### RAW DATA
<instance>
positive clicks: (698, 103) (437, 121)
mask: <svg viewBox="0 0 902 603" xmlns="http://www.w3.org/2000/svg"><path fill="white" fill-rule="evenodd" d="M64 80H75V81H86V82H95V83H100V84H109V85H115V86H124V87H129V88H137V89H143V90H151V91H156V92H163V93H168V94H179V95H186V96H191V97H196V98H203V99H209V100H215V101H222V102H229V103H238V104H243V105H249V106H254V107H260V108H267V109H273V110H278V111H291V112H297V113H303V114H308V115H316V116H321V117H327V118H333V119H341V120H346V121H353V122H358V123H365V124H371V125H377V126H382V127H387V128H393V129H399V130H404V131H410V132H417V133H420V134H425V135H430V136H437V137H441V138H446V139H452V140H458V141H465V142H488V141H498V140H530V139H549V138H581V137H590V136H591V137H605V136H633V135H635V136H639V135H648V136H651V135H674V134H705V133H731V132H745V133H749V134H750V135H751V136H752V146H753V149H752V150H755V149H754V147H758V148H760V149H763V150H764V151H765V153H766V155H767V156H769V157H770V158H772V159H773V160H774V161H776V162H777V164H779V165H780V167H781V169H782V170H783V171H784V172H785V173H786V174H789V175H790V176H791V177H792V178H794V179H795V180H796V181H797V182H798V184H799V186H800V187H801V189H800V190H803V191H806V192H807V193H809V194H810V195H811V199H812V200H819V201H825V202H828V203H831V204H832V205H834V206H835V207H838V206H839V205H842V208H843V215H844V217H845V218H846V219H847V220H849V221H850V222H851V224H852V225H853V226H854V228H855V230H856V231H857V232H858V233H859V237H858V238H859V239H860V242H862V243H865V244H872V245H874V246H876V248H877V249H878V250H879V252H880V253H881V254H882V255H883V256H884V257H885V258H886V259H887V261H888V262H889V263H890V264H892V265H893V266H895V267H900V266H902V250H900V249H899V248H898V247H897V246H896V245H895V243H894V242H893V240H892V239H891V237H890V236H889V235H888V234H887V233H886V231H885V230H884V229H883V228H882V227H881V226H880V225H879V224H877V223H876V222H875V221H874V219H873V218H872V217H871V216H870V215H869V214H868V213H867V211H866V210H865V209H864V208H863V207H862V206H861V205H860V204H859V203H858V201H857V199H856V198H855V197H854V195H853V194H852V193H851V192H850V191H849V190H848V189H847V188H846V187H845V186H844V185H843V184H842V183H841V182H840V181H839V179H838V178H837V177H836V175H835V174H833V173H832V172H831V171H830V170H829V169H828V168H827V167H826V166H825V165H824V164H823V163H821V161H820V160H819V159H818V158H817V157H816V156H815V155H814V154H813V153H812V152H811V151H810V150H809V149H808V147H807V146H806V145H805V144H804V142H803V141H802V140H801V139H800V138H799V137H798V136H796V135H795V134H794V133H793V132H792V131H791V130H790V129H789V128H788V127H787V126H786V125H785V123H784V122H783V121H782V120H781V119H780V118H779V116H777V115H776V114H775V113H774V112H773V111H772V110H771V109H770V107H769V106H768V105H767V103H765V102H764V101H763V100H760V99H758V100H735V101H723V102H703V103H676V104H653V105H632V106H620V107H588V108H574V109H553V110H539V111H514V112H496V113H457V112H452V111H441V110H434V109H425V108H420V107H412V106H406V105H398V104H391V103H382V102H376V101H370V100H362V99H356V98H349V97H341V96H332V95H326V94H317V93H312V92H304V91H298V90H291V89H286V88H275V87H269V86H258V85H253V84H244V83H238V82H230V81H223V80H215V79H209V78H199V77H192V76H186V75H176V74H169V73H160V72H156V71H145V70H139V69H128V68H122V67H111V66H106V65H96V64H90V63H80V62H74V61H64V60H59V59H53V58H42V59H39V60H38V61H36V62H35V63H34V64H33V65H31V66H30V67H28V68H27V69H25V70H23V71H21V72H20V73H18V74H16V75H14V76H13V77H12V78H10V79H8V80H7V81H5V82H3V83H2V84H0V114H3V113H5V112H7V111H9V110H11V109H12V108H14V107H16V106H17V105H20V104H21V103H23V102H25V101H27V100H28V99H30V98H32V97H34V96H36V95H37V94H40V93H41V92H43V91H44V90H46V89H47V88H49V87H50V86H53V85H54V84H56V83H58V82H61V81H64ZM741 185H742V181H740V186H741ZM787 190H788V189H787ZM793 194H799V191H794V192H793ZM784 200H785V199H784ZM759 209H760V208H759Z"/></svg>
==
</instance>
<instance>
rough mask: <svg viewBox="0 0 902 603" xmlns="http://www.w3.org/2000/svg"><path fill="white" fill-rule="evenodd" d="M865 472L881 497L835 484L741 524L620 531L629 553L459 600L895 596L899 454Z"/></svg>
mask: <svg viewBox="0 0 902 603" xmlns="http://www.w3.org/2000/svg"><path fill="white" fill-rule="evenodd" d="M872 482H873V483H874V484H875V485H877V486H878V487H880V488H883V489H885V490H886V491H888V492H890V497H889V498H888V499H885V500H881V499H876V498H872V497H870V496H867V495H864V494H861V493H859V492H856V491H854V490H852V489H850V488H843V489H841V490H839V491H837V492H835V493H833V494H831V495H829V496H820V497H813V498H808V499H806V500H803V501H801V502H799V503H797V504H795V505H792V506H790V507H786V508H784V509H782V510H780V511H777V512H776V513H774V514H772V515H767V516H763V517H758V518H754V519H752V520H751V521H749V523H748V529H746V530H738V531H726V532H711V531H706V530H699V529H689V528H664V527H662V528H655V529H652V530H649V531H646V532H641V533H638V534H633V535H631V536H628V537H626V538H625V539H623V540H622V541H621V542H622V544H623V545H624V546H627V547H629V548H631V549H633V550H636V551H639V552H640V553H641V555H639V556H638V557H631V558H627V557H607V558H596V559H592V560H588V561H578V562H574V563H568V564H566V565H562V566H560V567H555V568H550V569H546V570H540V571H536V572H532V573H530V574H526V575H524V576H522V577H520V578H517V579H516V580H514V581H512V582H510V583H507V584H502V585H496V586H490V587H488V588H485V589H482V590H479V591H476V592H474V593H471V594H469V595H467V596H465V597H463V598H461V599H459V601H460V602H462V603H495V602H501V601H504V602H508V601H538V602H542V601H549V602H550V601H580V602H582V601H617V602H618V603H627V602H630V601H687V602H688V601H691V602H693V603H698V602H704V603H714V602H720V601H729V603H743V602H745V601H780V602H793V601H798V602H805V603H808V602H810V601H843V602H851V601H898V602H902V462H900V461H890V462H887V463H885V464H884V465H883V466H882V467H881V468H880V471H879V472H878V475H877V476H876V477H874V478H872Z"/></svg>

### PROBLEM
Please reproduce the lines of the material from the line that contains "</instance>" through the line that contains "rough mask: <svg", inclusive.

### ANSWER TO THE PROBLEM
</instance>
<instance>
rough mask: <svg viewBox="0 0 902 603" xmlns="http://www.w3.org/2000/svg"><path fill="white" fill-rule="evenodd" d="M865 472L881 497L835 484L741 524L620 531L629 553L459 600L895 596L899 454Z"/></svg>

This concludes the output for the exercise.